> [Given passage]
□ □ □ □ □
But civil court and religious court are two different systems—and matters of divorce are exclusively under the jurisdiction of the religious courts. Although Tamara, the wife seeks a divorce; her husband refuses to give it to her. In a tape recorded conversation, he taunts her: "I am a man; I can be 70, and marry a woman of 30, but you can't, there will be no one."  With the help of a women's advocacy group, Tamara asks a rabbinical court to force her husband to give her a divorce.  The court however sides with the husband's demand for a payment of $6,000 U.S. dollars, money Tamara does not have.

But what about those times he forced his wife to have sex?  "He just wanted to have his way with you, that's all," responds the rabbinic judge in a tape recorded session.  "He exploited your naivete, that's all."  What about the knife?  The judge said the weapon was just a prop "to exploit the lady's innocence."  Is this justice?

If it's a divorce Tamara wants, not only must she meet her husband's demand of a payment of 6,000 American dollars, she must also remove her two children from a pre-school and put them into an ultra-Orthodox school.

Is Tamara's case an exception?  Is this simply a one-sided presentation by film-makers who at the start declare their purpose is "breaking the code of silence"?  The documentary directed by Anat Zuria also follows the efforts of Michelle and Rachel to obtain divorces.  

Michelle's husband leaves her for another woman—as woman with whom he later has a child.  Still, the rabbinical court is in no hurry to grant her a divorce. How can this be?  A worker with the women's advocacy group explains: "Because the Bible allows a man as many women as he wants, to have as many children as he wants, with as many women as possible.  A woman on the other hand must stay with the same man unless he gives her a divorce."
□ □ □ □ □
> [Dataset entries]
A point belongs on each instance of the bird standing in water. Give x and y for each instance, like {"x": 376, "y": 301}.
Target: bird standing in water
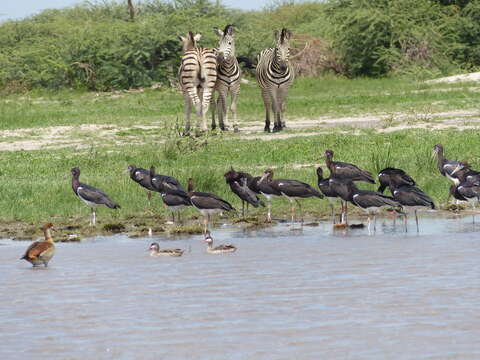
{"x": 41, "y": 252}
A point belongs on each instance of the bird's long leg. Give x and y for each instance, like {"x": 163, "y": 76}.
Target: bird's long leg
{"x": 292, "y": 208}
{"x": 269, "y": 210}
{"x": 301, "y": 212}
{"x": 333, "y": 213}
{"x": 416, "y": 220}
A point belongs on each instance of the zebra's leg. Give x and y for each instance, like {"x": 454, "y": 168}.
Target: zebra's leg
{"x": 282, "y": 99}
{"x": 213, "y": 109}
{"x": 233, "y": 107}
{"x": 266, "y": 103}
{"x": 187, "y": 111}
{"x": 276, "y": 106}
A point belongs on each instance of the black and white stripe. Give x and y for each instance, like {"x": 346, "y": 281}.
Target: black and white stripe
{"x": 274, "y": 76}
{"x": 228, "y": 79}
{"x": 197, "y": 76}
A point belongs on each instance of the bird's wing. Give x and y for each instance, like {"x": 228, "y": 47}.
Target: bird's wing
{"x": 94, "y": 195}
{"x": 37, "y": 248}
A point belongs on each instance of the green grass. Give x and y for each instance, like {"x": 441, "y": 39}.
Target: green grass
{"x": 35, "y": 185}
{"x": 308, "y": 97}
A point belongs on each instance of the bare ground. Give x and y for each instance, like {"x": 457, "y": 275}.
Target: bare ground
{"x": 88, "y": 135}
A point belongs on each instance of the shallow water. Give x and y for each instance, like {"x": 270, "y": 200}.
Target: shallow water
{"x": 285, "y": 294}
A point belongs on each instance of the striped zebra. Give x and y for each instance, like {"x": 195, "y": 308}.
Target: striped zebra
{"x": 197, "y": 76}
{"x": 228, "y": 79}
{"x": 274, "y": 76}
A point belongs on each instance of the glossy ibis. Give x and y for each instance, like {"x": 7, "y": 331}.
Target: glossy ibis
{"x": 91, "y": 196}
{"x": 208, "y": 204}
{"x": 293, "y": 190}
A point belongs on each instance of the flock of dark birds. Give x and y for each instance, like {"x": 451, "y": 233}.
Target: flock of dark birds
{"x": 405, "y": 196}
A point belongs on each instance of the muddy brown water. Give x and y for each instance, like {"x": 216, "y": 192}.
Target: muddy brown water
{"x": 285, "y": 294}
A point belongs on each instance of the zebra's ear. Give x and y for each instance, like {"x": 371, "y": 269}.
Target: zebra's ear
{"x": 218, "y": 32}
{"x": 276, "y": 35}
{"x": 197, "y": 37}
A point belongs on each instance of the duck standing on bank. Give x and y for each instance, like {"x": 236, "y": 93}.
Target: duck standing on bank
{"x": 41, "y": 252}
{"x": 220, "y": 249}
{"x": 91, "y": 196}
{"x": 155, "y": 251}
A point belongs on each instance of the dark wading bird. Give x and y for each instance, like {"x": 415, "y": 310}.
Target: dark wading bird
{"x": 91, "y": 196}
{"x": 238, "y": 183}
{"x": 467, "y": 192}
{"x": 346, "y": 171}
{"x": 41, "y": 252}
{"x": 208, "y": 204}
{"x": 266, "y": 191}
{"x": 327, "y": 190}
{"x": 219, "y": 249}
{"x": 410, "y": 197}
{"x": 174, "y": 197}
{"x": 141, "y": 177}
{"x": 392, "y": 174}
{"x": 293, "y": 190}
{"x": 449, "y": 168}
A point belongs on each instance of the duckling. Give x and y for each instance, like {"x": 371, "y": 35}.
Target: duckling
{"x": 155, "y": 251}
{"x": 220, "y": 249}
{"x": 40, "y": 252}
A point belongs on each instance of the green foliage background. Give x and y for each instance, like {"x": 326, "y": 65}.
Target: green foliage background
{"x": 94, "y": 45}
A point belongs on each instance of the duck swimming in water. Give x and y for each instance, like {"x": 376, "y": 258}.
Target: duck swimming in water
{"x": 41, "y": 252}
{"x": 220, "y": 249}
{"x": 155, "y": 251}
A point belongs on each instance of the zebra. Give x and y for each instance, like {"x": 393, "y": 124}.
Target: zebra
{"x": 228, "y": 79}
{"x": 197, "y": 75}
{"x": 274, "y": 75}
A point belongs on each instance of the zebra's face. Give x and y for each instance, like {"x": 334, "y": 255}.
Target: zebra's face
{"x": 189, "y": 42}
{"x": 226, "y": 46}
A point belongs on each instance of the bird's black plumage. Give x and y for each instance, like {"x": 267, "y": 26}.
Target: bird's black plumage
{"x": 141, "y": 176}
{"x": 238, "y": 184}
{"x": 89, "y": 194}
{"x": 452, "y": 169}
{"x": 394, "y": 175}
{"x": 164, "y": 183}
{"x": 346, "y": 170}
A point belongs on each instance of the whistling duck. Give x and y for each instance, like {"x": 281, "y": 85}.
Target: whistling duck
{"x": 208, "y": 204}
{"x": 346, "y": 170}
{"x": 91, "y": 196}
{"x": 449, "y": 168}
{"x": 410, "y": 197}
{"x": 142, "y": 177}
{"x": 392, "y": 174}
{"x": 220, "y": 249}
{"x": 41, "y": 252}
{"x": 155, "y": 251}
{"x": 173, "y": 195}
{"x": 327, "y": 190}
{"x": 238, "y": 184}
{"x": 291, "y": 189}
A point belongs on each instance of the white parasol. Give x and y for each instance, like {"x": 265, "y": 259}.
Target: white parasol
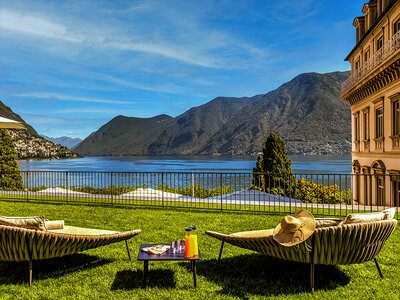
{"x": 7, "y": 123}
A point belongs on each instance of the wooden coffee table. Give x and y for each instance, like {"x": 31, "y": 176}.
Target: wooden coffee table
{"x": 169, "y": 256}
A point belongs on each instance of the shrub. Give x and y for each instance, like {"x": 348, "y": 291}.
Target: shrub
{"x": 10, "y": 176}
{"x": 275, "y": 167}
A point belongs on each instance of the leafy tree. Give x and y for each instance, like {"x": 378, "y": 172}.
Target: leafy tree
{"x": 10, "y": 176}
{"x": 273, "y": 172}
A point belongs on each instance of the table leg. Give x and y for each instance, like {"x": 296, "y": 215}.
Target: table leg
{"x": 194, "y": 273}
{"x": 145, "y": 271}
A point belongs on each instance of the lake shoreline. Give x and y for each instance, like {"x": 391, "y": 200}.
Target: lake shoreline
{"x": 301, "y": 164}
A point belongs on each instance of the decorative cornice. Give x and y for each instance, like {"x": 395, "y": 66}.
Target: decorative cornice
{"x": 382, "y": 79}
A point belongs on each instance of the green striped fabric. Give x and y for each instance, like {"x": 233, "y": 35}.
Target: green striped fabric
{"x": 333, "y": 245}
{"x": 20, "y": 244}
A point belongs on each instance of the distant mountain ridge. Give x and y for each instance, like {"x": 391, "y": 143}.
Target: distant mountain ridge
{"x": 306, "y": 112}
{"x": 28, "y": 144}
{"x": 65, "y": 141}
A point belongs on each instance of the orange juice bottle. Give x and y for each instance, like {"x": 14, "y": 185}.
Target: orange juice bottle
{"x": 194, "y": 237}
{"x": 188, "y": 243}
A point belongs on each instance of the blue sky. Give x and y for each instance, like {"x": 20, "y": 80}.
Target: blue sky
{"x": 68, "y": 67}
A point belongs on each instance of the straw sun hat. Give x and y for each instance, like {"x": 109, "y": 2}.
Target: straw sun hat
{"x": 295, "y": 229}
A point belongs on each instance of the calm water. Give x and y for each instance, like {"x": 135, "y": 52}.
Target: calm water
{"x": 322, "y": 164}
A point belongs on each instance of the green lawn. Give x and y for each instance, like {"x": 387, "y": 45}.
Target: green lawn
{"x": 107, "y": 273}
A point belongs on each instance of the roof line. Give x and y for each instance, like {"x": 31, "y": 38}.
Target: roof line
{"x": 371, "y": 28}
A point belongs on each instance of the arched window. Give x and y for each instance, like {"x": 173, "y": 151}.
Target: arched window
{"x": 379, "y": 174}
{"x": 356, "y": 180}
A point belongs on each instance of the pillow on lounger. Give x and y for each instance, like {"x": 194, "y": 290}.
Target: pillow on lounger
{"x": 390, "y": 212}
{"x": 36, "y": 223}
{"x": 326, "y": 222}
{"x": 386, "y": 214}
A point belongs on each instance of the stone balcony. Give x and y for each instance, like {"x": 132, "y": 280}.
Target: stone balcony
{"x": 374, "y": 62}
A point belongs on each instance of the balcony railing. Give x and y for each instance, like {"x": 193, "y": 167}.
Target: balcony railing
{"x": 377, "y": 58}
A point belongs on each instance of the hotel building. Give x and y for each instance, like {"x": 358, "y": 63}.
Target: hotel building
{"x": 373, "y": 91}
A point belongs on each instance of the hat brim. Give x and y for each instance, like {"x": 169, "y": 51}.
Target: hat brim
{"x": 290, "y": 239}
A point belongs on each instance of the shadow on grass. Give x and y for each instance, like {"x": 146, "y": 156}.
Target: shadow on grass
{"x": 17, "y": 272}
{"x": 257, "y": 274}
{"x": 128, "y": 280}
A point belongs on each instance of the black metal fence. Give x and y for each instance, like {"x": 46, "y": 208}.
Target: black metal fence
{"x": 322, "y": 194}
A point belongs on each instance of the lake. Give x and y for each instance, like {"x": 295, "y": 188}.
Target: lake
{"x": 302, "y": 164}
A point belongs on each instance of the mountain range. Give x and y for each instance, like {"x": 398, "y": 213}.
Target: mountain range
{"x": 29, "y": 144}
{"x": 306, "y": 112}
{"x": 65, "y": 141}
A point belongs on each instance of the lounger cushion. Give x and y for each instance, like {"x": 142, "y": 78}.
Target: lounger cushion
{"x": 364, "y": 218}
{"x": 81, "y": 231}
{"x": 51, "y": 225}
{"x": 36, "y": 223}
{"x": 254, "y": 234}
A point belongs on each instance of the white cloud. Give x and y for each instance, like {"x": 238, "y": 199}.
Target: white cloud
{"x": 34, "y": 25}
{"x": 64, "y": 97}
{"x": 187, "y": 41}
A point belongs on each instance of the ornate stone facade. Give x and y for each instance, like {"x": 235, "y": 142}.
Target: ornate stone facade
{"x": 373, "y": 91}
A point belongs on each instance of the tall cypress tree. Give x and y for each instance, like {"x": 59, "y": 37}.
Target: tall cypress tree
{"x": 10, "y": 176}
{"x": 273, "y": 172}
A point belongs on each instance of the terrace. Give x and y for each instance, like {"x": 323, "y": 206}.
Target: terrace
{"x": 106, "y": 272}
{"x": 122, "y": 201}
□ □ □ □ □
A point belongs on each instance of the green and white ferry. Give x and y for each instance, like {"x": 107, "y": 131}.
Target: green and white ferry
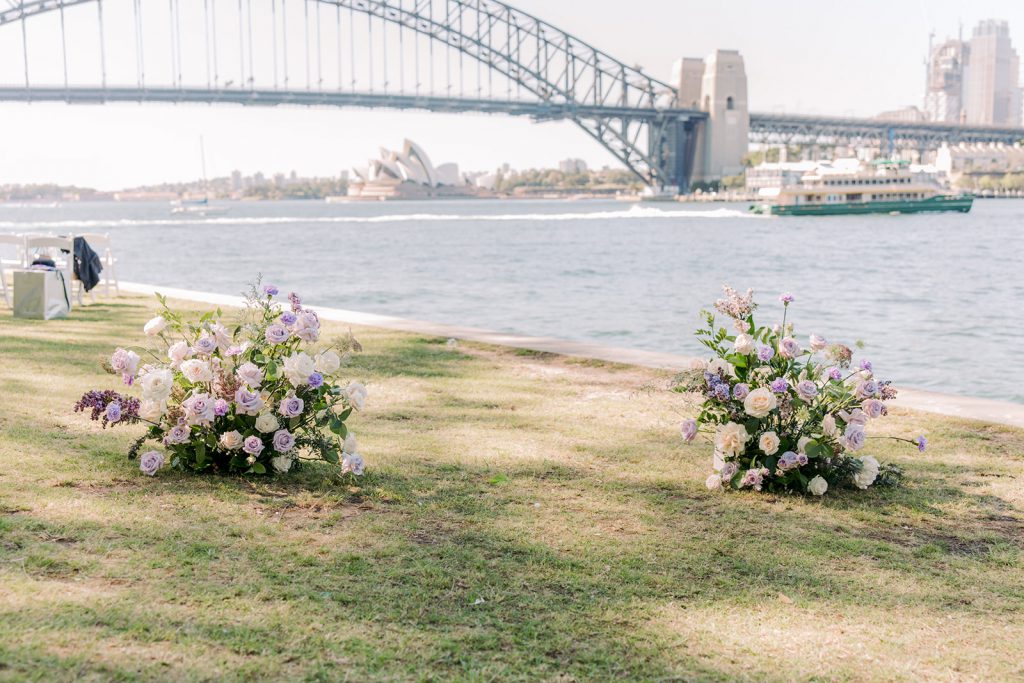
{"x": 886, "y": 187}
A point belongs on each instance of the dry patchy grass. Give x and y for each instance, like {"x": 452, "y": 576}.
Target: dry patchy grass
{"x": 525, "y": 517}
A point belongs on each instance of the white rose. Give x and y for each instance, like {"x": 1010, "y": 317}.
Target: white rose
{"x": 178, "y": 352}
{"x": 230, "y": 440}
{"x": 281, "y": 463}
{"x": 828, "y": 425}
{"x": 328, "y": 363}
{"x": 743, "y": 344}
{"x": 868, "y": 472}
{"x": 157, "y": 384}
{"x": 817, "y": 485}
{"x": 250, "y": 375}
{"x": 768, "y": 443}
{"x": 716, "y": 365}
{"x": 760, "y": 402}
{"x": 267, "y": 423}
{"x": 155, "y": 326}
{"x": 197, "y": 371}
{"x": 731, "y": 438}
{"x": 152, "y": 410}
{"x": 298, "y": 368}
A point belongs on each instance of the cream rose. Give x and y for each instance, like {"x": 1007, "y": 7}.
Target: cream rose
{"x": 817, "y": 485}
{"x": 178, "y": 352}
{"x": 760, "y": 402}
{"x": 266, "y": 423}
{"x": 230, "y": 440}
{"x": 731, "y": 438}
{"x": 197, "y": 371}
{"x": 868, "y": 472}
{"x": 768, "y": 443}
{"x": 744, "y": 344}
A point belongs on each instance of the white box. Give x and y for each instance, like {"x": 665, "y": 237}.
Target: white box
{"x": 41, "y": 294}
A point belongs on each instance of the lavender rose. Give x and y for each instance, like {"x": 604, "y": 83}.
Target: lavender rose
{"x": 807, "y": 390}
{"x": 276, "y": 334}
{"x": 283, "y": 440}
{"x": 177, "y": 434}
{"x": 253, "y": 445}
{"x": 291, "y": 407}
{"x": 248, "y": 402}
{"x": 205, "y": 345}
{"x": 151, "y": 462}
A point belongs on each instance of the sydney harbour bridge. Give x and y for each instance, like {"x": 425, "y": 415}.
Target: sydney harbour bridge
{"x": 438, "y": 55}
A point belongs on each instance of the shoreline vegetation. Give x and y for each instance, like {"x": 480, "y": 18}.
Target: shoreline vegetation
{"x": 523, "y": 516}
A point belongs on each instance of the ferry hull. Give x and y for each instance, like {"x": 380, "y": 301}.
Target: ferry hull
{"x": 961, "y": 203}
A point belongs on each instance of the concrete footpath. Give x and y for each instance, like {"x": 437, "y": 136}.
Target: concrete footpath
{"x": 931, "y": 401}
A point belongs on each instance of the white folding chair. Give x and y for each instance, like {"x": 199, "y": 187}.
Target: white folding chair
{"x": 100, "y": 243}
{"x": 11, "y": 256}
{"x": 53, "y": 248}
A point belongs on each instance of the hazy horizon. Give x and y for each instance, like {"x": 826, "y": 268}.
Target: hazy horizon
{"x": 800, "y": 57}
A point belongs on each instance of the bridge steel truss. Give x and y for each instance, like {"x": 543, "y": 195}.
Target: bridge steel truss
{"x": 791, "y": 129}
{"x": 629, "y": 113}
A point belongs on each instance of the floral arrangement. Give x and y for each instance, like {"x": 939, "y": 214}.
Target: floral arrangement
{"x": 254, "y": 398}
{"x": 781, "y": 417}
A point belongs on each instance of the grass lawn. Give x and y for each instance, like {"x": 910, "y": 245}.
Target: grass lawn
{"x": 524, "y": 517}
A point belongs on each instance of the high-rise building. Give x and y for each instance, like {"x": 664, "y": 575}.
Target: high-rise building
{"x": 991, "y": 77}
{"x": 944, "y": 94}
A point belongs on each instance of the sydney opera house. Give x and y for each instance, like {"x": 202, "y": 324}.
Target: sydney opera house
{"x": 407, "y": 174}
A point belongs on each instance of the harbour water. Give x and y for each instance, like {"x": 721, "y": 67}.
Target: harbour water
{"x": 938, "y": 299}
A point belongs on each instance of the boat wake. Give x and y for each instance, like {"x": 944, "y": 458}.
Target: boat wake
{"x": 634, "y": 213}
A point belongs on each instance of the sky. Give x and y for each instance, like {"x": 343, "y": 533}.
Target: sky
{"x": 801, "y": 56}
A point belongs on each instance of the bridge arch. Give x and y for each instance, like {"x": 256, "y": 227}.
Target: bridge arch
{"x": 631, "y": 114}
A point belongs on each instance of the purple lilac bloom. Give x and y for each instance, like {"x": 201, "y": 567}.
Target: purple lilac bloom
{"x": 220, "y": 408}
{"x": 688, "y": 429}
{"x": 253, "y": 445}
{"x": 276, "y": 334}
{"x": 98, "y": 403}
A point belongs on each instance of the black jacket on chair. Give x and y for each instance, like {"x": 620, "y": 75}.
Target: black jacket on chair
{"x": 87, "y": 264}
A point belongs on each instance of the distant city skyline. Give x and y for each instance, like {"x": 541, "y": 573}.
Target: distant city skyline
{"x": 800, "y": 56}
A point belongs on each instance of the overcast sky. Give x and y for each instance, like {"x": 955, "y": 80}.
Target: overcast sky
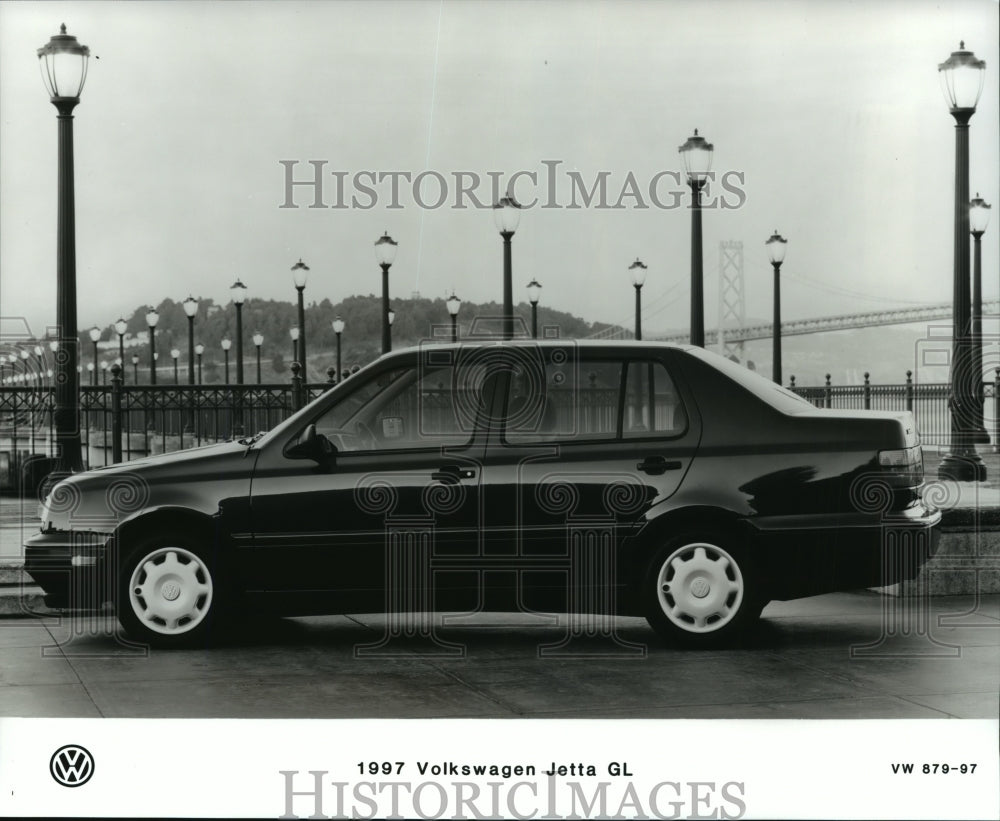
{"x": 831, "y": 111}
□ □ □ □ □
> [Task list]
1. List every woman the passage on religious divorce courts names as trying to obtain a divorce.
2. Duplicate everything in the passage on religious divorce courts from "But what about" down to "Is this justice?".

> [Answers given]
1. Tamara, Michelle, Rachel

2.
But what about those times he forced his wife to have sex?  "He just wanted to have his way with you, that's all," responds the rabbinic judge in a tape recorded session.  "He exploited your naivete, that's all."  What about the knife?  The judge said the weapon was just a prop "to exploit the lady's innocence."  Is this justice?